Recorded data =>
● ● ● ● ● ● ●

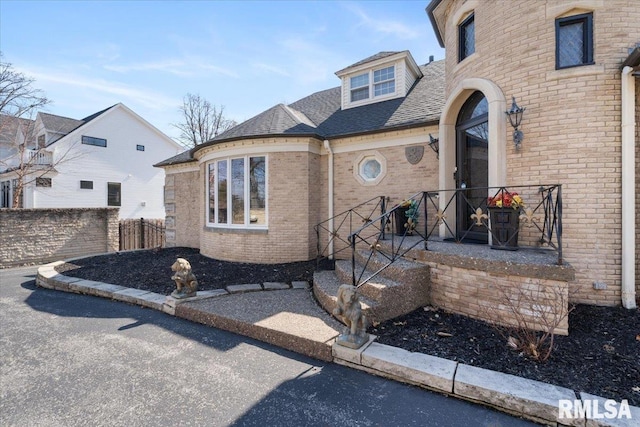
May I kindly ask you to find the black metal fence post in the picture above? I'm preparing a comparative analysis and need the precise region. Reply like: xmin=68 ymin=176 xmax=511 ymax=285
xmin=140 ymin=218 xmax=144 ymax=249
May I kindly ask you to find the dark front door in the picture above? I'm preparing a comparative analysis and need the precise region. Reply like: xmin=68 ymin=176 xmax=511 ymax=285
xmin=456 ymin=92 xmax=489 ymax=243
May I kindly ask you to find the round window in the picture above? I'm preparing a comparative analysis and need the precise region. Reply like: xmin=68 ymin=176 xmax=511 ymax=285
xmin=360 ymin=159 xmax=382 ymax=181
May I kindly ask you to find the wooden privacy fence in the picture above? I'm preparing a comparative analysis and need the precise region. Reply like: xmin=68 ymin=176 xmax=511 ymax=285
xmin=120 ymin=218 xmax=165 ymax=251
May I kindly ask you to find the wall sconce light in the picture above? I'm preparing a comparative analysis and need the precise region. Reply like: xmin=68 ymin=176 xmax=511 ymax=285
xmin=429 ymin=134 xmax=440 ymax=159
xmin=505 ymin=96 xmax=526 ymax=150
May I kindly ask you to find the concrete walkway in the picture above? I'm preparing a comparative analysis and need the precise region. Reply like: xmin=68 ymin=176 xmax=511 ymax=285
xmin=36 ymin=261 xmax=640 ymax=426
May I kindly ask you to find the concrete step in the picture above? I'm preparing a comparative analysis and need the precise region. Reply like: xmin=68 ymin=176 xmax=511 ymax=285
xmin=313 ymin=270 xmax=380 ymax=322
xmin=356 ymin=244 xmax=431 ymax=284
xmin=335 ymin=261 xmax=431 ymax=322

● ● ● ● ● ● ●

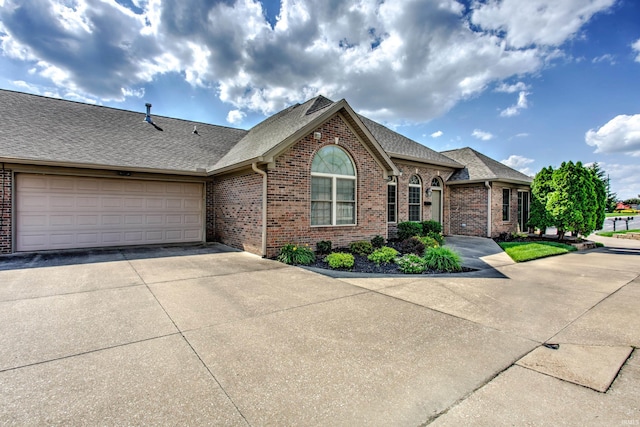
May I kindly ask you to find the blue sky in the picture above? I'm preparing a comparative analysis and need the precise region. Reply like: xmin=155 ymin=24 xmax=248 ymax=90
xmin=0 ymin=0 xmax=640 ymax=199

● ● ● ● ● ● ●

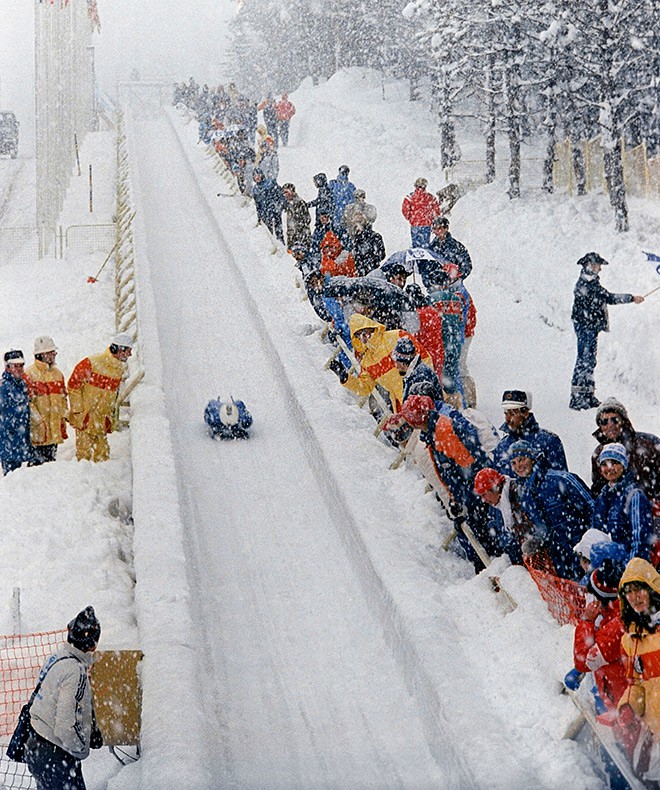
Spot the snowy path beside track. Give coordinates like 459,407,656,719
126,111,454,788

● ● ● ● ● ● ●

Work required =>
Copy the items verbatim, beginning at the line that contains "May I kindly ask you to find the concrete walkway" and stopping after the line that contains "xmin=36 ymin=261 xmax=640 ymax=426".

Task response =>
May I kindly ask you to find the concrete walkway in the picture above? I'm preparing a comparative analysis and need the precise region. Reply like: xmin=68 ymin=176 xmax=511 ymax=285
xmin=36 ymin=261 xmax=640 ymax=426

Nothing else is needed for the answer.